- **Written problem**: Render into Spanish the sentence "Cats don’t have substantial front teeth." from the passage on cats and human speech.

[Start Source extract]

Solicitation purrs and even basic meows have similar qualities. It’s a well-known fact that cats communicate with each other via body language — tail, eyes, ears, posture — and scent. Adult cats rarely vocalize to each other, so when they meow to us it’s because they recognize that we don’t “speak” tail or whisker, and they’re trying to communicate with us in a form we understand.

But cats are like macaques — they do not possess the brain circuitry to form the precise articulations necessary for human speech.

As primates, macaques have similarly-formed mouths, tongues, teeth and lips. Cats do not, which presents another set of problems when imagining them mimicking human speech. Think of “t” sounds, both the hard t and the soft “th” — they require us to rest our tongues against our upper front teeth or the roof of our mouths.

Cats don’t have substantial front teeth. They’re more like little shredders.

Likewise, to speak the phrase “Are you coming?” requires fine motor control to form the hard “c” sound. It involves precise control of air flow from the throat to the mouth and subtle placement of the tongue

Although the idea of talking pets may be appealing to generations that grew up on Disney movies and other media featuring anthropomorphized animals, the truth is they do talk to us in their own ways. The least we can do, as the supposedly more intelligent species, is to meet them halfway.

[End Source extract]
[Start Records shown]

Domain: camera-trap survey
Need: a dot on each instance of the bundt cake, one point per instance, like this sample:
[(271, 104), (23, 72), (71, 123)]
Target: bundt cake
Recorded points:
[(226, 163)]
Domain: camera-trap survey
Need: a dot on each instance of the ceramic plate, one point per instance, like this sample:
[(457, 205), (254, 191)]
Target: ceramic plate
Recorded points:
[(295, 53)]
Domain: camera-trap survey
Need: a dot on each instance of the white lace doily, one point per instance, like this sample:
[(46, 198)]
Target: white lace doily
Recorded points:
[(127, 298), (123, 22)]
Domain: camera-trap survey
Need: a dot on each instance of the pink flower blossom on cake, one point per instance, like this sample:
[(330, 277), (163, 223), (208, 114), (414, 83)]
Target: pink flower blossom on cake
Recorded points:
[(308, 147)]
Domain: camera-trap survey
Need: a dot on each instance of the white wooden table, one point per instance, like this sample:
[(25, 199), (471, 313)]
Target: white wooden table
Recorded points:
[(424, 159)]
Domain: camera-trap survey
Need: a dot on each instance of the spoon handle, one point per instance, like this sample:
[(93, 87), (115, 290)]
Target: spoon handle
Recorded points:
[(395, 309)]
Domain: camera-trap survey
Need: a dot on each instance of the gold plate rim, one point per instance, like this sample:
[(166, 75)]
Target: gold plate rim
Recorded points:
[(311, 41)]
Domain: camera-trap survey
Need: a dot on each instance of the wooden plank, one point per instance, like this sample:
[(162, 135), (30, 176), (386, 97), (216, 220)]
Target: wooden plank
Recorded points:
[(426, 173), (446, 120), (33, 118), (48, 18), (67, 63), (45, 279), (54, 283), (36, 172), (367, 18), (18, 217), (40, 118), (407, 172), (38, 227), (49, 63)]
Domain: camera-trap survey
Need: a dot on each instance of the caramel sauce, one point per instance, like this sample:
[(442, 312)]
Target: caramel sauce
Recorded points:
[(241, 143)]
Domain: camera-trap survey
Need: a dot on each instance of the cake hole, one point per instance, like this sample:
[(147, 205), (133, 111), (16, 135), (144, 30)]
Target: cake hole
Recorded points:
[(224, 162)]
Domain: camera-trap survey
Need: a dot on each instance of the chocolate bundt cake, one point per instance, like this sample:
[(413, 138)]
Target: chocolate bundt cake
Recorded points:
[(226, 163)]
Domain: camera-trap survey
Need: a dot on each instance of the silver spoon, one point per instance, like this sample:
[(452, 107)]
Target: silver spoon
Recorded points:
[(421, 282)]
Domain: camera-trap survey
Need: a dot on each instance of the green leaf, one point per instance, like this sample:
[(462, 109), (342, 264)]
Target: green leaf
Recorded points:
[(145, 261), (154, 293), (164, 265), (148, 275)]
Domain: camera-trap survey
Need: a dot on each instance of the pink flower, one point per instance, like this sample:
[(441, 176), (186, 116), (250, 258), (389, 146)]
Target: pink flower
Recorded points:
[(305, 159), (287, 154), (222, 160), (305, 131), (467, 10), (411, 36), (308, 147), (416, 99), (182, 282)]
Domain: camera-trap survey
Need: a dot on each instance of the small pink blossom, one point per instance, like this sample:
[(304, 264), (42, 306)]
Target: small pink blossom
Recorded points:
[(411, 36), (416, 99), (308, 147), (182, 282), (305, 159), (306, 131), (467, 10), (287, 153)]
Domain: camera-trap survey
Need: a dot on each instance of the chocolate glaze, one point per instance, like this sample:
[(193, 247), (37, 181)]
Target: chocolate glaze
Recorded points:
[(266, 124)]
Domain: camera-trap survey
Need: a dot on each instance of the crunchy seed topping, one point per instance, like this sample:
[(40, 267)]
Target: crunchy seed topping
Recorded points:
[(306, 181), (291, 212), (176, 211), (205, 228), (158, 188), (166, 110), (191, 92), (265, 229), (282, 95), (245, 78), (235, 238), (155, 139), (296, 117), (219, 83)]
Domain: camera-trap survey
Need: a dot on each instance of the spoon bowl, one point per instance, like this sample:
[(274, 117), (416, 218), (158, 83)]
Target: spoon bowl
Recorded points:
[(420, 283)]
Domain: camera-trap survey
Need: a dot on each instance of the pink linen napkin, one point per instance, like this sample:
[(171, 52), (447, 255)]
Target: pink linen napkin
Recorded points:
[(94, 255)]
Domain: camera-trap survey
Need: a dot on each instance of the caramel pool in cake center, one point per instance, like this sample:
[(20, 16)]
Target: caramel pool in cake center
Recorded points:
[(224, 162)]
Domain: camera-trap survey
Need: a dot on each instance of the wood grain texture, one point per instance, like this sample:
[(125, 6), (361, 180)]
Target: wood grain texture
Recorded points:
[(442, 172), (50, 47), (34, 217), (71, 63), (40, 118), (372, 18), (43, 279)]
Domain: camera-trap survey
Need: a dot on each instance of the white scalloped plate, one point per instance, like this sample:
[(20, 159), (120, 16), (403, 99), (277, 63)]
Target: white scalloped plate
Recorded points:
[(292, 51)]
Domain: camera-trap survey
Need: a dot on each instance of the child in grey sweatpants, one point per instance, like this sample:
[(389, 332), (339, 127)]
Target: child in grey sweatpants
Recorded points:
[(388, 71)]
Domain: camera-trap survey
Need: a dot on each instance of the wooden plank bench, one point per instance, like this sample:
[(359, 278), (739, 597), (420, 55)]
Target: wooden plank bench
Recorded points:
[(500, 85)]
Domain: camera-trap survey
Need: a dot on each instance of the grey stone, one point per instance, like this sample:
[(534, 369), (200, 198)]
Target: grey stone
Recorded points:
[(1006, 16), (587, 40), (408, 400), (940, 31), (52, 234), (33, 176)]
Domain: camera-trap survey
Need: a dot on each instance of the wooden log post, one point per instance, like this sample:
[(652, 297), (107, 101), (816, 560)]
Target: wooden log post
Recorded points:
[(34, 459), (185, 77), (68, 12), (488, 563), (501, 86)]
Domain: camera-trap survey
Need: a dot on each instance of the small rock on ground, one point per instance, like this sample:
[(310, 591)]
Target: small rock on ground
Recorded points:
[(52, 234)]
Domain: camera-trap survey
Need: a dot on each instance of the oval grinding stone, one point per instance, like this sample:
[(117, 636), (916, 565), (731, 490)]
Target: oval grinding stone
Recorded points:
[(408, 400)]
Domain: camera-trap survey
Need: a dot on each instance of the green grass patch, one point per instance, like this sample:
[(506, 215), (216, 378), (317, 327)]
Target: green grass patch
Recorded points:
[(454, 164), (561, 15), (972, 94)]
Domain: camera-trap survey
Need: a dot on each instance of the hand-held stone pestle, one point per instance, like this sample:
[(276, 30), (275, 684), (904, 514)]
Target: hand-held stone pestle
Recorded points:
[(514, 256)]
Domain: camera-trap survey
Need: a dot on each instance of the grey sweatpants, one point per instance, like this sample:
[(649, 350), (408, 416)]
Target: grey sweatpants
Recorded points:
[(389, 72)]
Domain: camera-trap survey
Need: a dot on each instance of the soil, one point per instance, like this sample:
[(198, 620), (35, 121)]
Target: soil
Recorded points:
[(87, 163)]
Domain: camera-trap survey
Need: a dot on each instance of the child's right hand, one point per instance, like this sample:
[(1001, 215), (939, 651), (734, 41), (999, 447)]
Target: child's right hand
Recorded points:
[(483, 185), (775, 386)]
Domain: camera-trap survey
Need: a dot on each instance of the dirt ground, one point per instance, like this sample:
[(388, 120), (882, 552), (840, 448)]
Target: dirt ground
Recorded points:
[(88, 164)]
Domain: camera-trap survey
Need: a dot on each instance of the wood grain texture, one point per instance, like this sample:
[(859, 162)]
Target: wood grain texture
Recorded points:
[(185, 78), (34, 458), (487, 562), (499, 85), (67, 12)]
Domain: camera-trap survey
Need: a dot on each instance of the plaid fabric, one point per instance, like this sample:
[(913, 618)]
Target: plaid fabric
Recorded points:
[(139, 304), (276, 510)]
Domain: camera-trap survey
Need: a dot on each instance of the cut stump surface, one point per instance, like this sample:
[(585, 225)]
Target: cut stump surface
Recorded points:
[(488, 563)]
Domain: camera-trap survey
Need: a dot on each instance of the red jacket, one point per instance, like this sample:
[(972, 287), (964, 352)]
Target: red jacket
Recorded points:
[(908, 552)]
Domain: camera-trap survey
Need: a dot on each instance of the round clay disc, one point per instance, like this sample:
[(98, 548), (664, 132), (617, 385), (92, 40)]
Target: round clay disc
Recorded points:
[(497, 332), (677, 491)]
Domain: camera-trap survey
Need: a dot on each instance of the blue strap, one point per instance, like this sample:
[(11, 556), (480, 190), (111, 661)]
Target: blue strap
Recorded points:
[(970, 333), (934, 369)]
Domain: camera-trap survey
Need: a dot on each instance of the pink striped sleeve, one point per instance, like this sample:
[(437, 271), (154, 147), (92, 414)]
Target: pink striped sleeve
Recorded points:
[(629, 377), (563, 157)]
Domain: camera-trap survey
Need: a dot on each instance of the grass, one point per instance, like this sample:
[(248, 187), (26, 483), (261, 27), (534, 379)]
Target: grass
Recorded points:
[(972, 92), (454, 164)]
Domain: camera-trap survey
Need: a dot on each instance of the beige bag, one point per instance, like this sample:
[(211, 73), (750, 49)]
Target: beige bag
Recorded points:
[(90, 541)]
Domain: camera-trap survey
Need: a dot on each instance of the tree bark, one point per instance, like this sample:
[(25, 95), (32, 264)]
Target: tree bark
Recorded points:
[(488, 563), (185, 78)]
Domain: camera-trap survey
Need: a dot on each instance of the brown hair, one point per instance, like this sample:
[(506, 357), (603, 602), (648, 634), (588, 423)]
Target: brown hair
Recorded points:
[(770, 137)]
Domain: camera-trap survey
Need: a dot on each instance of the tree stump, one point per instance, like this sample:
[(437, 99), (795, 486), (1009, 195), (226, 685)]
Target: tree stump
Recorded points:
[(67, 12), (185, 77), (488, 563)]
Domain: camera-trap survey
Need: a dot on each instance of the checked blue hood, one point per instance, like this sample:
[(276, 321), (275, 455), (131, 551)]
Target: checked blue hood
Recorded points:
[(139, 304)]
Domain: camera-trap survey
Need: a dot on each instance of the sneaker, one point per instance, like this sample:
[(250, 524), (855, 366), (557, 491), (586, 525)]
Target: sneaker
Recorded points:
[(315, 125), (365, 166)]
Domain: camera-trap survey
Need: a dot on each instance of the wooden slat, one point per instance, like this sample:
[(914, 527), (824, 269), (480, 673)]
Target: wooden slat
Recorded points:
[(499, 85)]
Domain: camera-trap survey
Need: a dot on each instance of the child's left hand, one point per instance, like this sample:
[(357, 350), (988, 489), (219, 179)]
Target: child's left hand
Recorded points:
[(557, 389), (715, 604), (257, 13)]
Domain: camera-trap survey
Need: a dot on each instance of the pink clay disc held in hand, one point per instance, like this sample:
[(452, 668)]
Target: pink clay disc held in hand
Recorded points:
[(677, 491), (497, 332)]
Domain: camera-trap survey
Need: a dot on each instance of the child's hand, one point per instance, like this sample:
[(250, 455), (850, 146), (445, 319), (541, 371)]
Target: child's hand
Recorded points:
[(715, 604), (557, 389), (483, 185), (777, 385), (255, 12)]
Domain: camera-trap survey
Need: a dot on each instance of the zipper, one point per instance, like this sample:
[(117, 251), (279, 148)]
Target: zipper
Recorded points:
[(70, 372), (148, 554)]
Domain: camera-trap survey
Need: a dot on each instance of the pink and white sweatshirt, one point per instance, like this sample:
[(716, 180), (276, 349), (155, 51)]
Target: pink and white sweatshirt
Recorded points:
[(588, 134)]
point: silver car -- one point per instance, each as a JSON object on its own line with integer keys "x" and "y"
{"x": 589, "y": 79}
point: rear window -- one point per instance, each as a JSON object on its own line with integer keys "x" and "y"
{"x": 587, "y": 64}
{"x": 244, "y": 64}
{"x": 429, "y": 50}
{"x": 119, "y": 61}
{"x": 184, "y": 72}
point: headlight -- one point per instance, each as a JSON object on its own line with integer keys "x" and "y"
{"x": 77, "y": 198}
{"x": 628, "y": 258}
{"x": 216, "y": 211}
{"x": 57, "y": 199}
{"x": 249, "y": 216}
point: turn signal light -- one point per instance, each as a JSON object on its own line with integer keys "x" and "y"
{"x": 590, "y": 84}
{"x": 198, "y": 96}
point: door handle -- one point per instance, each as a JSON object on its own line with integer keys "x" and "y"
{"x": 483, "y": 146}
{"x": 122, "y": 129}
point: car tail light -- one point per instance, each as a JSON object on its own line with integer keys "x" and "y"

[End Records shown]

- **Result of the exercise**: Los gatos no tienen dientes frontales considerables.